(Records from a data collection)

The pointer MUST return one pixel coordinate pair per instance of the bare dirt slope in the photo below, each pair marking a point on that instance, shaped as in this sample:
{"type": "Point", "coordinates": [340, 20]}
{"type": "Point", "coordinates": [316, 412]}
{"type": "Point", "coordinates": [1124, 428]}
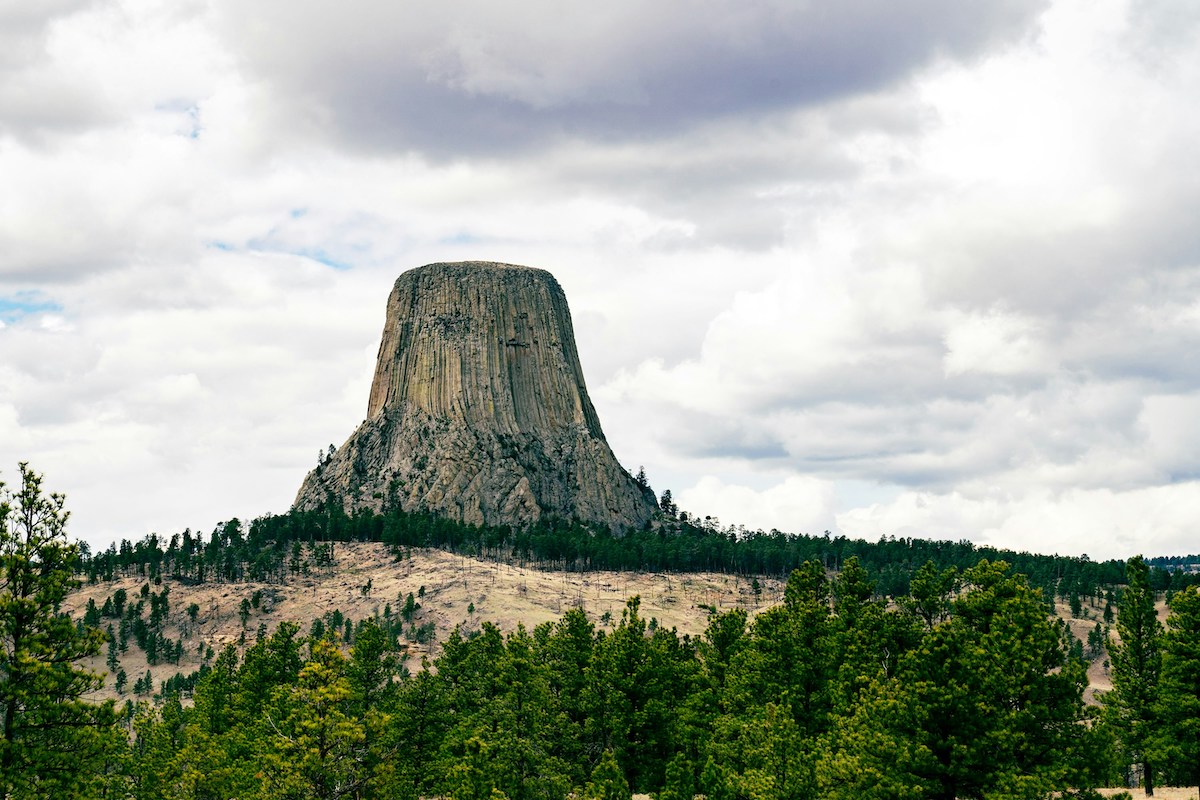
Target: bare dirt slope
{"type": "Point", "coordinates": [499, 593]}
{"type": "Point", "coordinates": [459, 590]}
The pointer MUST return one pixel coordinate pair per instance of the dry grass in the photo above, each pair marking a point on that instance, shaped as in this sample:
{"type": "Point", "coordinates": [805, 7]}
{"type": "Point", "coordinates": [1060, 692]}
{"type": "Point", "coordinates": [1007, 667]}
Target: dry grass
{"type": "Point", "coordinates": [503, 594]}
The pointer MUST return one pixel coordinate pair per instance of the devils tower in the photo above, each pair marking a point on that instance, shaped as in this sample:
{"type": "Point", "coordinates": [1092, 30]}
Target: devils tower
{"type": "Point", "coordinates": [479, 411]}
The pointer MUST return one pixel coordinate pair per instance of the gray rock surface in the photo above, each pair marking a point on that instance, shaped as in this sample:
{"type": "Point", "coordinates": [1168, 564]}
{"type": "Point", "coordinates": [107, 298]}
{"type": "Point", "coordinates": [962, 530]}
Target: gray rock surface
{"type": "Point", "coordinates": [479, 411]}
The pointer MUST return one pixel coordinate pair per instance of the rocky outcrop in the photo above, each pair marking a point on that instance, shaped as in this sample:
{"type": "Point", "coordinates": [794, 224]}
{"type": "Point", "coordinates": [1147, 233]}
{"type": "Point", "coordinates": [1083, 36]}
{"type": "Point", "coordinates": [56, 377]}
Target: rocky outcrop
{"type": "Point", "coordinates": [479, 411]}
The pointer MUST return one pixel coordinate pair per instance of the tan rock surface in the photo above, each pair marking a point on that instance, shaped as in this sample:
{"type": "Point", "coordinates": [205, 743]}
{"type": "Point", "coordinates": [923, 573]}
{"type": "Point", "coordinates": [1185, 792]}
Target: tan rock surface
{"type": "Point", "coordinates": [479, 410]}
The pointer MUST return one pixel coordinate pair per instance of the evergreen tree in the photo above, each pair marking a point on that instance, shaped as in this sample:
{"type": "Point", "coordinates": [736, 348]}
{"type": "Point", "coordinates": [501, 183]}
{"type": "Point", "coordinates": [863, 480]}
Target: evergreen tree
{"type": "Point", "coordinates": [1135, 660]}
{"type": "Point", "coordinates": [51, 737]}
{"type": "Point", "coordinates": [1179, 690]}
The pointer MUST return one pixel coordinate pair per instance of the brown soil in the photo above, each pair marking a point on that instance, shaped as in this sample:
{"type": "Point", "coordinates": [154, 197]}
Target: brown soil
{"type": "Point", "coordinates": [504, 594]}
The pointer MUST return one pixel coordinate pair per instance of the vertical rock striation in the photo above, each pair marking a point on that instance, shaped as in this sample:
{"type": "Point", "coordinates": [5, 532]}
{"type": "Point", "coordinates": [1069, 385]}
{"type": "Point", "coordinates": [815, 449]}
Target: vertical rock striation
{"type": "Point", "coordinates": [478, 409]}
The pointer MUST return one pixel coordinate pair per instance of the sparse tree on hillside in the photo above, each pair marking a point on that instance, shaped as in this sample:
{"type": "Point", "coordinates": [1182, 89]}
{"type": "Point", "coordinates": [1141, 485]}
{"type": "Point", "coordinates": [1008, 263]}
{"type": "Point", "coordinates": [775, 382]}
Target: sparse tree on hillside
{"type": "Point", "coordinates": [1137, 660]}
{"type": "Point", "coordinates": [49, 735]}
{"type": "Point", "coordinates": [1179, 690]}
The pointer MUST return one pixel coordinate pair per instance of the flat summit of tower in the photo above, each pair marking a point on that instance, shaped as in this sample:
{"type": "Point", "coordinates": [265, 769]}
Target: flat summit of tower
{"type": "Point", "coordinates": [479, 410]}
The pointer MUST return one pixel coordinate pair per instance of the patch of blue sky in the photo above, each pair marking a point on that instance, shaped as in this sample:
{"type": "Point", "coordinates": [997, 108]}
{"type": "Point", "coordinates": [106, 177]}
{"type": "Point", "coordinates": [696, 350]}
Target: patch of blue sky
{"type": "Point", "coordinates": [461, 238]}
{"type": "Point", "coordinates": [318, 254]}
{"type": "Point", "coordinates": [24, 304]}
{"type": "Point", "coordinates": [324, 257]}
{"type": "Point", "coordinates": [189, 109]}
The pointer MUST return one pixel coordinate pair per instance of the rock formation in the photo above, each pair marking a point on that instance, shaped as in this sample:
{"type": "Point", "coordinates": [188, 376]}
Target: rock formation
{"type": "Point", "coordinates": [479, 410]}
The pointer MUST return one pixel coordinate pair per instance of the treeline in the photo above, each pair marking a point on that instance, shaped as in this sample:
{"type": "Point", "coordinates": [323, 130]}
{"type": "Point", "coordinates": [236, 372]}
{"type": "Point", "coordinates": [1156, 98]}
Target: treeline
{"type": "Point", "coordinates": [270, 549]}
{"type": "Point", "coordinates": [965, 689]}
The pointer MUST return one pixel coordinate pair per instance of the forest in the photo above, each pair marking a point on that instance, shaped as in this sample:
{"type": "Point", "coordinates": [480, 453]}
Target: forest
{"type": "Point", "coordinates": [960, 686]}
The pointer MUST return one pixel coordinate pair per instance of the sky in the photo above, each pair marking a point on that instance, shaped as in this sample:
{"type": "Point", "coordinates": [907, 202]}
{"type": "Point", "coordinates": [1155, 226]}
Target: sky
{"type": "Point", "coordinates": [925, 269]}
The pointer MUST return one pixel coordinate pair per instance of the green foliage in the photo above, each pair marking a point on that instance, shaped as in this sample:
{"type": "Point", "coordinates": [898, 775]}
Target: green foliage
{"type": "Point", "coordinates": [1176, 741]}
{"type": "Point", "coordinates": [1137, 661]}
{"type": "Point", "coordinates": [54, 744]}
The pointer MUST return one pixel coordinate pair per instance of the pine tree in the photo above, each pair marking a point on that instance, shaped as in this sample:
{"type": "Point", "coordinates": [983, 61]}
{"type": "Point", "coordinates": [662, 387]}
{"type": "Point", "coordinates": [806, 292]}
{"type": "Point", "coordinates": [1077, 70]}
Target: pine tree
{"type": "Point", "coordinates": [49, 735]}
{"type": "Point", "coordinates": [1179, 689]}
{"type": "Point", "coordinates": [1135, 666]}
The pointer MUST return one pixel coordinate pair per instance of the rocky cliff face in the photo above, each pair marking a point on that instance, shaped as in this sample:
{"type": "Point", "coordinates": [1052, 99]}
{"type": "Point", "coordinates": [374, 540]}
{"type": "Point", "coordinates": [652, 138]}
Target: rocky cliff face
{"type": "Point", "coordinates": [478, 409]}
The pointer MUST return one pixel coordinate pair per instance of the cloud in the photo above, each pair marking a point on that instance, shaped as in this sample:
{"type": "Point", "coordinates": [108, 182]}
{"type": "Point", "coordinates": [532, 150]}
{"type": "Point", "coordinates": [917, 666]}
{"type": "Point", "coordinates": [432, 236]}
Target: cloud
{"type": "Point", "coordinates": [475, 78]}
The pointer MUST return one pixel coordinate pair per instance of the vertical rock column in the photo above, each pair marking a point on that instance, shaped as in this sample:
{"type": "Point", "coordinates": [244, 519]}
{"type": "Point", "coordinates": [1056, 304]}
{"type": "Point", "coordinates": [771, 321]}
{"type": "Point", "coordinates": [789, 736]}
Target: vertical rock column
{"type": "Point", "coordinates": [479, 409]}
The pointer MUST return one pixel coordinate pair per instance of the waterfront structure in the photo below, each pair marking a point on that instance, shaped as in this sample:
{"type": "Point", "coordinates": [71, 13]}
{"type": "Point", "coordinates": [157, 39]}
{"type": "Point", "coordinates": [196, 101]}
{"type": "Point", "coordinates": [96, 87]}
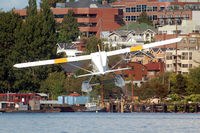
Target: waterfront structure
{"type": "Point", "coordinates": [154, 69]}
{"type": "Point", "coordinates": [138, 72]}
{"type": "Point", "coordinates": [19, 98]}
{"type": "Point", "coordinates": [162, 12]}
{"type": "Point", "coordinates": [92, 17]}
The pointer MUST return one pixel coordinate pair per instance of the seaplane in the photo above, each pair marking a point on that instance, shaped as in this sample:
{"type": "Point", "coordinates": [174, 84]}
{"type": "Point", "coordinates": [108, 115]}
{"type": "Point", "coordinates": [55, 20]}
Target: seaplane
{"type": "Point", "coordinates": [99, 61]}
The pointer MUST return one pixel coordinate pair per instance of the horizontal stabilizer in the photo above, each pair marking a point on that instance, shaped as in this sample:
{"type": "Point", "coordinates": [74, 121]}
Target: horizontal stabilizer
{"type": "Point", "coordinates": [100, 73]}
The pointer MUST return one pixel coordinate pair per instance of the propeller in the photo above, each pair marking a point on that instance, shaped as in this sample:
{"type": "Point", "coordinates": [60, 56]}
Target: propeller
{"type": "Point", "coordinates": [119, 81]}
{"type": "Point", "coordinates": [86, 87]}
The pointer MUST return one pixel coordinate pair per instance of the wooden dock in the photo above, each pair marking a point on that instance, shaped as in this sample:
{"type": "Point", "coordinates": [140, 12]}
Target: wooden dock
{"type": "Point", "coordinates": [165, 108]}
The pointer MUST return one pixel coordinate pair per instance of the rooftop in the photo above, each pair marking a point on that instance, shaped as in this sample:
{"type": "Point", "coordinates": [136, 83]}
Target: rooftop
{"type": "Point", "coordinates": [85, 4]}
{"type": "Point", "coordinates": [138, 27]}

* _Problem to work on_
Emit verbatim the lines running from the one with "of the horizontal" through the last line of the data, both endpoints inclusive.

* _Solution for this problem_
The pointer MUST return one pixel coordinate pair per instance of the horizontal stabilizer in the photo above, each pair marking a point on that instance, shaped as in this sample:
{"type": "Point", "coordinates": [74, 121]}
Target: horizontal stabilizer
{"type": "Point", "coordinates": [100, 73]}
The pointer MUST return one pixel coordinate pair per instance of the propeller in the photo above, each pair marking a point on that instance, shaped as in this sample:
{"type": "Point", "coordinates": [60, 56]}
Target: propeller
{"type": "Point", "coordinates": [119, 81]}
{"type": "Point", "coordinates": [86, 87]}
The pointer MUST return one pixel coordinate pair per instance of the wooden dock in the photo above, each pair marking a point on that instance, shaped as in this sample:
{"type": "Point", "coordinates": [140, 12]}
Target: wooden dock
{"type": "Point", "coordinates": [165, 108]}
The pointer MUST return one pixel coordinate pair per instance of the rooftop in the photo above, each pair marking a point on that instance, shaped as in this sample:
{"type": "Point", "coordinates": [136, 83]}
Target: rooftop
{"type": "Point", "coordinates": [85, 4]}
{"type": "Point", "coordinates": [138, 27]}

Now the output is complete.